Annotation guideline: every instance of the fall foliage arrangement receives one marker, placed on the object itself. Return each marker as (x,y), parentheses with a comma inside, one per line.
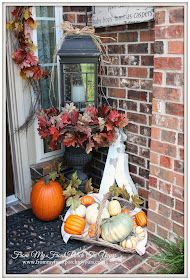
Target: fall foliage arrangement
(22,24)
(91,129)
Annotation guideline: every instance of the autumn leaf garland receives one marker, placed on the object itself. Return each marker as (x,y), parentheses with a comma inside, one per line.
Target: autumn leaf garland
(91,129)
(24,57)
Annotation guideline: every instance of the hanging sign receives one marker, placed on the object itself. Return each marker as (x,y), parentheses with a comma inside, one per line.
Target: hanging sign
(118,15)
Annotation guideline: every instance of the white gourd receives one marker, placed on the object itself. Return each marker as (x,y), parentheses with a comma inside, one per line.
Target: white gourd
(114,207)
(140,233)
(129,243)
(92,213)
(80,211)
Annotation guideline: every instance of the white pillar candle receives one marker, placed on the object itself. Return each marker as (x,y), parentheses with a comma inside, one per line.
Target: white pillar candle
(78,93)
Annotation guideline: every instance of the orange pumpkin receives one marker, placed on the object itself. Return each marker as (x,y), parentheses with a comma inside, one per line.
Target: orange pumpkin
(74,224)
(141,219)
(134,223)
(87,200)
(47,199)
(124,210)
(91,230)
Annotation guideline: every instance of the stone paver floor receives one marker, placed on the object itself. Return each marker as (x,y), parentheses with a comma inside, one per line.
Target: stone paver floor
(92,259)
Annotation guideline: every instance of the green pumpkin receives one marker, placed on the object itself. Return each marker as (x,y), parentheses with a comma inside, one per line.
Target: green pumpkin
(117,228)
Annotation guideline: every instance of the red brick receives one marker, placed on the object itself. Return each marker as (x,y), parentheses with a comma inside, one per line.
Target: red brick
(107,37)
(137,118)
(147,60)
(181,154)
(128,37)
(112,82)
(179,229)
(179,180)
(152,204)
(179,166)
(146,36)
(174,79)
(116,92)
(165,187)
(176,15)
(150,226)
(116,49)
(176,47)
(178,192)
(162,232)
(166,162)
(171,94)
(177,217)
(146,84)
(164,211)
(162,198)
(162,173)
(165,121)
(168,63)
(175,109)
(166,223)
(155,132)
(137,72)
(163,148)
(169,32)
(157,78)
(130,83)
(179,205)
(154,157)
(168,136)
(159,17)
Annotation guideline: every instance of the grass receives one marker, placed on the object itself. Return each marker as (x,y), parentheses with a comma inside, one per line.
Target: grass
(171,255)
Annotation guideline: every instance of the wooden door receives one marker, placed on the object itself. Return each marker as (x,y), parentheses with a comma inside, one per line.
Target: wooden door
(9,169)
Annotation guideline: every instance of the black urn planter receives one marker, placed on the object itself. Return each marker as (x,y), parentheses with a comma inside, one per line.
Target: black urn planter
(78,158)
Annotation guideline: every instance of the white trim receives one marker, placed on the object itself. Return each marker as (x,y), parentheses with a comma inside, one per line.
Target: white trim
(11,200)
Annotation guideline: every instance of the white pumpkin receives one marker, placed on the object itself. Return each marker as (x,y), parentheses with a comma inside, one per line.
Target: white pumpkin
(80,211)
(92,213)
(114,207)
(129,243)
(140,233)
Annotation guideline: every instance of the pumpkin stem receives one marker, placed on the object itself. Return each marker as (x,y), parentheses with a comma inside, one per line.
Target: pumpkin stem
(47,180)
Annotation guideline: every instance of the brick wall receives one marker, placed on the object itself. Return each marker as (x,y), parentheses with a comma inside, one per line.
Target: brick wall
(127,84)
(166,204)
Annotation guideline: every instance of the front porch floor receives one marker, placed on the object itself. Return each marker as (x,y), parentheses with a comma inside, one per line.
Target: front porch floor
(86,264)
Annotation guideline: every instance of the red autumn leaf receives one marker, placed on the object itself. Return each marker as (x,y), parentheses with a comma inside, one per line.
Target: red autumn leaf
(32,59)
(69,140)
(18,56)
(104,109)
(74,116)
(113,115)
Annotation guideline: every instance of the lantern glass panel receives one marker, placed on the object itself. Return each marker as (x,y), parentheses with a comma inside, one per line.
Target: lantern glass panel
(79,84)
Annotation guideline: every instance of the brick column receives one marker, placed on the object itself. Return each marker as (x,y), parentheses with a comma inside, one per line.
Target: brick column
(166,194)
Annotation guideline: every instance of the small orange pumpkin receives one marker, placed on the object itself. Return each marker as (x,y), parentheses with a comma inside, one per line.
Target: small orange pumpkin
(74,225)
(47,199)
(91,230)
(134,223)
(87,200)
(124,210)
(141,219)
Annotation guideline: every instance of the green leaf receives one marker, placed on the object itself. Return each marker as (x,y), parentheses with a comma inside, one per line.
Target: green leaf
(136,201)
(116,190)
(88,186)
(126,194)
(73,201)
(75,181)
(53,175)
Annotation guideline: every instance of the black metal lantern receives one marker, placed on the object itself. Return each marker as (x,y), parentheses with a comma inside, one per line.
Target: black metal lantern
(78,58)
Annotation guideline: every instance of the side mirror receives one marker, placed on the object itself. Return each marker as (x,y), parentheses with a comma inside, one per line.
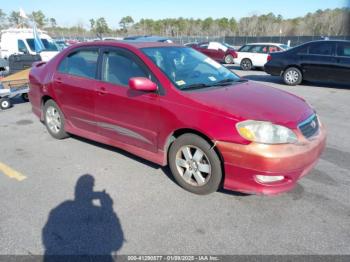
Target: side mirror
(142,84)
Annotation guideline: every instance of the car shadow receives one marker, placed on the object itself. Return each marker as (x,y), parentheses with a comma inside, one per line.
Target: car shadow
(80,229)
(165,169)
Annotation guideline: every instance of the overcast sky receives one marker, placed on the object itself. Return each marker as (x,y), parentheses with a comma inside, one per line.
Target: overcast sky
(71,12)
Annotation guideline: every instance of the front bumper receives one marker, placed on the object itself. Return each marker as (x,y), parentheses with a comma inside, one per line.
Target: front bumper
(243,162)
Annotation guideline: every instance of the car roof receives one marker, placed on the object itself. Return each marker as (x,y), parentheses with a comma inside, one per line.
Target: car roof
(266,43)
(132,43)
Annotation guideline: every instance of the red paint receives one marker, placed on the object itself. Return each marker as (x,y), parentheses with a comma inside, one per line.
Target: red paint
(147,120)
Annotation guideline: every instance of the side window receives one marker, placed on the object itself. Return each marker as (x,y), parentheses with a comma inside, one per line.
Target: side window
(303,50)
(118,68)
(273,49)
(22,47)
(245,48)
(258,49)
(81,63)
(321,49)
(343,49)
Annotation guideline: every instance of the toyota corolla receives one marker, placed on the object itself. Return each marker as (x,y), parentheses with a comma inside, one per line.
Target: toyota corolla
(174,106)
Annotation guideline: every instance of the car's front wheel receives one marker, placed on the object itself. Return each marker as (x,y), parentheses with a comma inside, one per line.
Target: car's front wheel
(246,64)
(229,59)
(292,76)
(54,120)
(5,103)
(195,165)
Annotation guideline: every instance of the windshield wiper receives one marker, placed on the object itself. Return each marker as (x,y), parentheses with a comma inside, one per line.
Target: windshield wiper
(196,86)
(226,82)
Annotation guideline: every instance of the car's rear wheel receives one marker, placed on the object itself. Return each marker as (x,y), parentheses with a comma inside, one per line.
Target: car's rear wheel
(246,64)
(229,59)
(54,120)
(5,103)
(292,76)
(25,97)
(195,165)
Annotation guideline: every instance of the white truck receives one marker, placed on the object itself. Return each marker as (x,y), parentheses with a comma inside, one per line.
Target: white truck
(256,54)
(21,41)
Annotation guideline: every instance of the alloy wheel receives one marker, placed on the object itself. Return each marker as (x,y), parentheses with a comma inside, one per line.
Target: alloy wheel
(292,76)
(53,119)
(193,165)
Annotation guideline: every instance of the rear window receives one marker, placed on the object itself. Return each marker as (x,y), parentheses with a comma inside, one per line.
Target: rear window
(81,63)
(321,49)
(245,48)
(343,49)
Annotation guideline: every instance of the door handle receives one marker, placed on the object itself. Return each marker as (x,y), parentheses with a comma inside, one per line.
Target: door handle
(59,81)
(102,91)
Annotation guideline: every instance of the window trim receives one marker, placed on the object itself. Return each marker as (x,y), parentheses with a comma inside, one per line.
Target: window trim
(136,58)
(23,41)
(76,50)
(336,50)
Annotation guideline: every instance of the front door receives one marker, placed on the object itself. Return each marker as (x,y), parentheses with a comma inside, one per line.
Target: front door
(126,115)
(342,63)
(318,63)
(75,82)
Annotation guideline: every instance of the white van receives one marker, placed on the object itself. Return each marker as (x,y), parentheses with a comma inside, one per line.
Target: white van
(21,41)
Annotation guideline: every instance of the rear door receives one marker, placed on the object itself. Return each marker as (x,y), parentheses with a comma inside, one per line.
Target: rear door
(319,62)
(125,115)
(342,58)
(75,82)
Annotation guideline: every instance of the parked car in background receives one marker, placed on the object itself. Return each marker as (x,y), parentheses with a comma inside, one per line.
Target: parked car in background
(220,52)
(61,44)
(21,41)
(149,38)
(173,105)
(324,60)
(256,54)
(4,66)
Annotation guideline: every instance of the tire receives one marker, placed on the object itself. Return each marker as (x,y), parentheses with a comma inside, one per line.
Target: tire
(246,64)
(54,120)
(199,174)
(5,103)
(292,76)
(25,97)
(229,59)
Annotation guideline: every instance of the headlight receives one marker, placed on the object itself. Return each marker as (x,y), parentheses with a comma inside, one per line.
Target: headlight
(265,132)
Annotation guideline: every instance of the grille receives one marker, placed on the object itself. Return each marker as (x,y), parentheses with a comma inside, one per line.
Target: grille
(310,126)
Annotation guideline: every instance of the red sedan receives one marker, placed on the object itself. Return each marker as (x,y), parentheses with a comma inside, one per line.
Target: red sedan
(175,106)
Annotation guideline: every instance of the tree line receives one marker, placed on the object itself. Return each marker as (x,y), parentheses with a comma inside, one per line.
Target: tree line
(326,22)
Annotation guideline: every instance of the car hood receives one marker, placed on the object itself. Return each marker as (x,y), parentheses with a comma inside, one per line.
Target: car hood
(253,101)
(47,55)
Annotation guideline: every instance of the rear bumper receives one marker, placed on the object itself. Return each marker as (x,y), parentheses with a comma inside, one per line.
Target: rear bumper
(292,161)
******************************
Action item —
Return exactly the lines above from the line that has "Target: stone paver floor" through the line that has "Annotation guideline: every instance of the red brick", inclusive, and nothing else.

Response —
Target: stone paver floor
(92,259)
Annotation guideline: every instance of the green pumpkin receives one marker, placed on the object itself. Return each marker as (x,y), parentheses with a comma inside, one per line.
Target: green pumpkin
(117,228)
Annotation guideline: every instance of the red brick receives one marker, placed on the object itself. Return each marker as (x,y), parentheses with a comma inside, one per line.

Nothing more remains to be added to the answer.